• Page text:
◇ ◇ ◇

After reading Stories Rabbits Tell: A Natural and Cultural History of a Misunderstood Creature, I decided to add the book as required reading in Animals in Healing Environments: Animal Assisted Therapy and Education Certificate Program that PAN teaches in cooperation with DePaul University.

Revered as a symbol of fertility and sexuality, beloved as a pet, and widely represented in the myths, art and collectibles of almost every culture, the rabbit is one of the most popular creatures in the animal kingdom. Ironically, it has also been one of the most misunderstood and abused.

In Stories Rabbits Tell :A Natural and Cultural History of a Misunderstood Creature, journalist Susan Davis and anthropologist Margo DeMello present a comprehensive look at the rabbit as an animal that is fascinating both in its own right, and as a cultural icon. In doing so, the book explores how one species can be simultaneously presented as a symbol of childhood ( Peter Rabbit and Goodnight Moon), worshipped as a symbol of female sexuality (The Playboy Bunny), dismissed (and mistreated) as a "dumb bunny" in domesticity, and loathed as a pest in the wild.

"They look like cute, fluffy, not-so-bright animals," DeMello says. "But both wild and domestic rabbits are intelligent animals who display complex social needs and behaviors. Moreover, their image has carried a multiplicity of meanings throughout the centuries: from symbols of virginity to models of perverted sexuality, from bearers of good luck to harbingers of doom, and from innocent child's pet to witch's familiar."

The authors analyze these stereotypes and counter them with analyses of real rabbit behavior, while exploring current debates on animal emotions, intelligence, and welfare. In what Publishers Weekly has described as a "clear-eyed review" of conditions in commercial rabbit industries, the authors present an investigation into conditions in the rabbit meat, fur, laboratory, and pet industries.

"In the course of our investigation we discovered that even people who have been raising rabbits commercially for years didn't know much about rabbit behavior, needs, or even anatomy,” notes Davis. "We also learned that rabbits that are to be slaughtered in this country are accorded fewer legal protections-in terms of the way they can be killed-than beef cattle or even chickens. This has led to some very unfortunate practices in the rabbit industries.”

Stories Rabbits Tell provides invaluable information and insight into the social life, natural history, and symbolic aspects of an animal that many love, but most barely know.

◇ ◇ ◇

• Dataset:
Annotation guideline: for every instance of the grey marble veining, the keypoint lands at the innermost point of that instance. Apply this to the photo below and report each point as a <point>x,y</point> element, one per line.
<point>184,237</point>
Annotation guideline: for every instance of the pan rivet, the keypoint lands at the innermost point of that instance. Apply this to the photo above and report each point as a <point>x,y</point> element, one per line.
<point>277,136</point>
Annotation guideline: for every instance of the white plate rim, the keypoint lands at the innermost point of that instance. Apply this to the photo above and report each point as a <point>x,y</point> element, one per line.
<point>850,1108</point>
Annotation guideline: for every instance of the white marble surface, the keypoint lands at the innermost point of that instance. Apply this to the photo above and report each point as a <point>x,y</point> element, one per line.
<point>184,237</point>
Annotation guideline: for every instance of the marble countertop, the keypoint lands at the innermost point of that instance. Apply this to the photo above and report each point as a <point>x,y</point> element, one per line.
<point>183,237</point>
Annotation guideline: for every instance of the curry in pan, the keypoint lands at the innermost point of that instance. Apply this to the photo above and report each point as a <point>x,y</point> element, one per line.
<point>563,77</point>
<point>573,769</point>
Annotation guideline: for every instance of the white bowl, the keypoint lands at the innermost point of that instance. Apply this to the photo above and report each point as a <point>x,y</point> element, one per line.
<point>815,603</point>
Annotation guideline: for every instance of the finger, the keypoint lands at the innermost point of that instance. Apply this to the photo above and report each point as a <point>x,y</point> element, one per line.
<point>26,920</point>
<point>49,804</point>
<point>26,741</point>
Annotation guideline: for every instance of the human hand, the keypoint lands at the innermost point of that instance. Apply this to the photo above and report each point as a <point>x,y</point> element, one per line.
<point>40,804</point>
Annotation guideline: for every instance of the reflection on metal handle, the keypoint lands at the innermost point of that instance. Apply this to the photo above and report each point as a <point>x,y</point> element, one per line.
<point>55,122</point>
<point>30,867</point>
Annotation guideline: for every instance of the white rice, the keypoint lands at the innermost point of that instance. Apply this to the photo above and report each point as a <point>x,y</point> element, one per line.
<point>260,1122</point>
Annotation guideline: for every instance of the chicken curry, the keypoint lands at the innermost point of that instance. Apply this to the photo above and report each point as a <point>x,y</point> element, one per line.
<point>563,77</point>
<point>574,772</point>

◇ ◇ ◇

• Activity:
Answer from the rabbit review:
(a) With which university does PAN teach its certificate program?
(b) What are the professions of Susan Davis and Margo DeMello?
(c) Which four rabbit industries did the authors investigate?
Rely only on the rabbit review, not on the data.

• Expected output:
(a) DePaul University.
(b) Susan Davis is a journalist, and Margo DeMello is an anthropologist.
(c) The meat, fur, laboratory, and pet industries.